* _Work to do_
Each record below should be repeated precisely as written.

* _Materials provided_
———

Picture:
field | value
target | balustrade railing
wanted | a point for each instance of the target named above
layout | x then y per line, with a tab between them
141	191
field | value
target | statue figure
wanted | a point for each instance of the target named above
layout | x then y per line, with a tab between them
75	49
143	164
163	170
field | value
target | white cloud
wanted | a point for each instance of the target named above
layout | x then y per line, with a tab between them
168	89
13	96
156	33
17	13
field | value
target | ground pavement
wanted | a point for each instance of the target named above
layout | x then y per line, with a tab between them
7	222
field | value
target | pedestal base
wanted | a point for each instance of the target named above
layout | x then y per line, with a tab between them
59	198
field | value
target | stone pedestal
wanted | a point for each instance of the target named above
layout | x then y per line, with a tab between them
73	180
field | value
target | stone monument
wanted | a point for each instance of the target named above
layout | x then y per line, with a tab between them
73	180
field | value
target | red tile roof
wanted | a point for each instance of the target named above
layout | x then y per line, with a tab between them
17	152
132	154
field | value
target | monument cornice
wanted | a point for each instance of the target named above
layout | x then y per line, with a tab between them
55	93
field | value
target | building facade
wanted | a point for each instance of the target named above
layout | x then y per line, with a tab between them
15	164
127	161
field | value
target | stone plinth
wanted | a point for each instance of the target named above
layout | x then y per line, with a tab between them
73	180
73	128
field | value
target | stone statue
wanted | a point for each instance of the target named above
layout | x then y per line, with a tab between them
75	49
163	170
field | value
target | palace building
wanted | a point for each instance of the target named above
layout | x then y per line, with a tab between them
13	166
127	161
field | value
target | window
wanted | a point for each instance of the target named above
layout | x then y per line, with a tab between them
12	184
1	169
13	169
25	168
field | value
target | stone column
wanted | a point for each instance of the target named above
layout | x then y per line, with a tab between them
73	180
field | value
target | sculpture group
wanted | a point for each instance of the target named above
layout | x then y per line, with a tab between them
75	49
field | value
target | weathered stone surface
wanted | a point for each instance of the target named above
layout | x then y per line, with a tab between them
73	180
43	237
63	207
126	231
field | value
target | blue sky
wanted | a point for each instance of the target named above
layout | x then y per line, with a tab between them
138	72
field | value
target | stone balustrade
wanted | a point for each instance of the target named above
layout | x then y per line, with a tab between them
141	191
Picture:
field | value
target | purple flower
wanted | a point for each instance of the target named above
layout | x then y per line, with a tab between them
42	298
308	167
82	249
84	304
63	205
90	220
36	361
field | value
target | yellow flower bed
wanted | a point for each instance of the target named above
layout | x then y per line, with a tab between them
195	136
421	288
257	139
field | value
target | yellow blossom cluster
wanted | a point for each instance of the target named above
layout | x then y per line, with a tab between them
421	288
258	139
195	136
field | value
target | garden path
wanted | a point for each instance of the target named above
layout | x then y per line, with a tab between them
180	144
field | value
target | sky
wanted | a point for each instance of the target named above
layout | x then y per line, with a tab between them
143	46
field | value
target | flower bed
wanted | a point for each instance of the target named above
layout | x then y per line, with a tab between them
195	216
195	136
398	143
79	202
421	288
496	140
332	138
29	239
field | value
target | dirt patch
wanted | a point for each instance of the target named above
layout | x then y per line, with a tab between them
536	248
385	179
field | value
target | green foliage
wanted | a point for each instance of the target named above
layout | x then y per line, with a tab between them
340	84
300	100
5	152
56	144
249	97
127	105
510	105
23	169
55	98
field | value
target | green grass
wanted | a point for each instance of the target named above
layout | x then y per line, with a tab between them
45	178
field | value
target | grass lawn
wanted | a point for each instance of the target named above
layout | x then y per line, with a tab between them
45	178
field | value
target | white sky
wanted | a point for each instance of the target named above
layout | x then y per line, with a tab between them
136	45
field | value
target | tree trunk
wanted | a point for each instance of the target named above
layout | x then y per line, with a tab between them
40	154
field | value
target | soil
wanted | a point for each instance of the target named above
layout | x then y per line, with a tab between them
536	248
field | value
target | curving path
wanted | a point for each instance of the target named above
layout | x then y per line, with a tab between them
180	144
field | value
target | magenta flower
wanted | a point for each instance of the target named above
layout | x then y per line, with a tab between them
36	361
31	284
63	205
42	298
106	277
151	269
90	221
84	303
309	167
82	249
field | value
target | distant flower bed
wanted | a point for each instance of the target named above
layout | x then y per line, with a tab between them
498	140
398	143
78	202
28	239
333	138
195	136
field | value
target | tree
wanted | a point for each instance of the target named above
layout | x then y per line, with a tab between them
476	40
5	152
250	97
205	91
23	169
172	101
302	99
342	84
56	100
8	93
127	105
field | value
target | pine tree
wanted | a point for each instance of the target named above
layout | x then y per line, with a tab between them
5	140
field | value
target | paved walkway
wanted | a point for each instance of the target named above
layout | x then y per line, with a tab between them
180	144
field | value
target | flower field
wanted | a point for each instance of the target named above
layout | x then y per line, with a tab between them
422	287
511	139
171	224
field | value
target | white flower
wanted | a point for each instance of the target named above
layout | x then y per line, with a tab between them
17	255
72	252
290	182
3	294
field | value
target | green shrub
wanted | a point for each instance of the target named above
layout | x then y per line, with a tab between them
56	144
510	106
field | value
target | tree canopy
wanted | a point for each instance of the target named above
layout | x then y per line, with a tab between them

———

* _Full output_
Picture:
field | value
target | balustrade railing
wanted | a point for each instance of the target named above
layout | x then y per line, with a tab between them
141	191
field | value
target | statue figure
wanted | a point for each instance of the target named above
layout | x then y per line, with a tab between them
75	49
143	164
163	170
field | value
target | white cloud
wanted | a point for each instance of the target named above
layout | x then y per line, with a tab between them
168	89
13	96
156	33
17	13
field | value
target | ground pavement
wanted | a point for each instance of the target named above
layout | x then y per line, with a tab between them
7	222
field | value
target | pedestal base
wanted | a point for each instance of the target named above
layout | x then y per line, with a tab between them
59	198
field | value
target | stone pedestal
wanted | a point for each instance of the target named above
layout | x then y per line, with a tab between them
73	180
field | value
target | stone monument
wanted | a point for each instance of the target named above
layout | x then y per line, with a tab between them
73	180
field | value
target | red tile roof
wanted | a point for each instance of the target named above
layout | x then y per line, with a tab between them
17	152
132	154
field | value
target | monument cornice
wanted | a point for each instance of the target named above
layout | x then y per line, with a tab between them
55	93
field | value
target | building facade
wanted | a point for each instance of the target named above
layout | x then y per line, with a tab between them
15	164
127	161
field | value
target | stone plinth
wanted | a point for each instance of the target named above
layout | x then y per line, with a tab between them
73	180
73	128
field | value
target | stone statue
wanted | a point for each instance of the target named above
layout | x then y per line, with a tab between them
75	49
163	170
field | value
target | palace building
wanted | a point for each instance of the target named above
layout | x then y per line, with a tab between them
13	166
127	161
field | value
target | window
wanted | a point for each instance of the target named above
layout | x then y per line, with a tab between them
12	184
1	169
13	169
25	168
field | value
target | stone column
wanted | a point for each instance of the target named above
layout | x then y per line, with a tab between them
73	180
field | value
target | sculpture group
wanted | a point for each instance of the target named above
layout | x then y per line, with a tab between them
75	49
field | value
target | weathered stone surface
wanted | a point for each instance of the target named above
layout | x then y per line, with a tab between them
73	180
43	237
63	207
126	231
field | value
target | blue sky
wanted | a point for each instance of the target named above
layout | x then y per line, with a tab between them
138	72
field | value
target | stone balustrade
wanted | a point for each instance of the target named above
layout | x then y per line, with a tab between them
141	191
Picture:
field | value
target | purple flower
wanted | a point for each instance of the target named above
layout | x then y per line, with a tab between them
42	298
308	167
82	249
84	304
63	205
90	220
36	361
field | value
target | yellow flower bed
wanted | a point for each instance of the target named above
layout | x then y per line, with a tab between them
195	136
421	288
257	139
field | value
target | yellow blossom cluster
wanted | a point for each instance of the target named above
layout | x then y per line, with a tab between them
421	288
258	139
195	136
field | value
target | garden path
wanted | a point for each instance of the target named above
layout | x then y per line, with a tab between them
180	144
field | value
target | sky
wanted | a point for each instance of the target named above
layout | x then y per line, with a tab between them
143	46
field | value
target | flower bed
wanted | a point for each instance of the target named above
layout | x then y per line, with a tab between them
195	216
195	136
398	143
79	202
421	288
496	140
332	138
29	239
field | value
target | dirt patch
wanted | a point for each instance of the target named above
layout | x then y per line, with a tab between them
536	248
385	179
field | value
target | green foliage
wanted | a point for each instance of the target named above
layout | x then y per line, with a tab between them
340	84
300	100
5	152
56	144
249	97
127	105
510	105
23	169
55	98
field | value
target | green grass
wanted | a point for each instance of the target named above
layout | x then y per line, with a tab between them
45	178
field | value
target | grass lawn
wanted | a point for each instance of the target named above
layout | x then y per line, with a tab between them
45	178
field | value
target | white sky
wanted | a point for each instance of the target named above
layout | x then y per line, with a tab between them
136	45
field | value
target | tree trunk
wanted | a point for each instance of the target named above
layout | x then y per line, with a tab between them
40	154
field | value
target | soil
wanted | a point for each instance of the target named above
layout | x then y per line, with a tab between them
536	248
field | value
target | curving path
wanted | a point for each instance of the target named above
layout | x then y per line, with a tab between them
180	144
field | value
target | magenta flower
wanted | a point for each instance of the target named above
layout | x then y per line, with a tab between them
36	361
31	284
63	205
42	298
106	277
151	269
90	221
84	303
309	167
82	249
field | value
target | distant flower bed
wanted | a point for each instance of the target named above
layout | x then y per line, with a tab between them
498	140
398	143
78	202
28	239
333	138
195	136
field | value
target | tree
wanted | a point for each instance of the target named above
layout | x then y per line, with a tab between them
476	40
5	152
250	97
205	91
23	169
172	101
302	99
342	84
56	100
8	93
127	105
field | value
target | pine tree
wanted | a point for each instance of the target named above
layout | x then y per line, with a tab between them
5	140
field | value
target | paved walkway
wanted | a point for each instance of the target named above
layout | x then y per line, with a tab between them
180	144
field | value
target | flower field
wanted | a point for each instance of the target named above
layout | x then y per line, with a tab between them
422	287
511	139
171	224
field | value
target | white flower
wanted | a point for each instance of the target named above
layout | x then y per line, with a tab between them
17	255
72	252
290	182
3	294
field | value
target | green shrub
wanted | a point for each instance of the target named above
layout | x then y per line, with a tab between them
56	144
510	106
field | value
target | tree canopy
wanted | a point for each instance of the target named above
layout | x then y per line, with a tab between them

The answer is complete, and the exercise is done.